Please rewrite the material below, everything from its start down to the line containing "x=1021 y=752", shifting each point coordinate by adding -38 to it. Keep all other text as it stands.

━━ Extracted material

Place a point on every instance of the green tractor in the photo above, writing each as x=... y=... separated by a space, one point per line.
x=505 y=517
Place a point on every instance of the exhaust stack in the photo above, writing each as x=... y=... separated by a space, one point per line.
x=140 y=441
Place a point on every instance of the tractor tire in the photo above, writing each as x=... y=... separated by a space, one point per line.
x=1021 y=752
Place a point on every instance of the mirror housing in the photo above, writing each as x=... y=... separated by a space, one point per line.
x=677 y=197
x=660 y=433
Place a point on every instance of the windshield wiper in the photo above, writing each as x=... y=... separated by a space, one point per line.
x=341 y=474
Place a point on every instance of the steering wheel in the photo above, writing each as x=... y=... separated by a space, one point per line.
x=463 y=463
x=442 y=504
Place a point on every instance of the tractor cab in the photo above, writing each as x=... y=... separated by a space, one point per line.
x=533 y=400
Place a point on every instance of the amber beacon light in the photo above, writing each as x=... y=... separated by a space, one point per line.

━━━━

• [Correct response]:
Place a point on every instance of the green tractor in the photo above, writing each as x=... y=... separated by a space, one point per line.
x=467 y=479
Place a point on every instance of the exhaust stack in the photo above, writing each as x=... y=... separated by a space, one point per line.
x=102 y=403
Place a point on every instance of the tractor tire in the photo above, writing each as x=... y=... separated by a space, one point per line.
x=983 y=714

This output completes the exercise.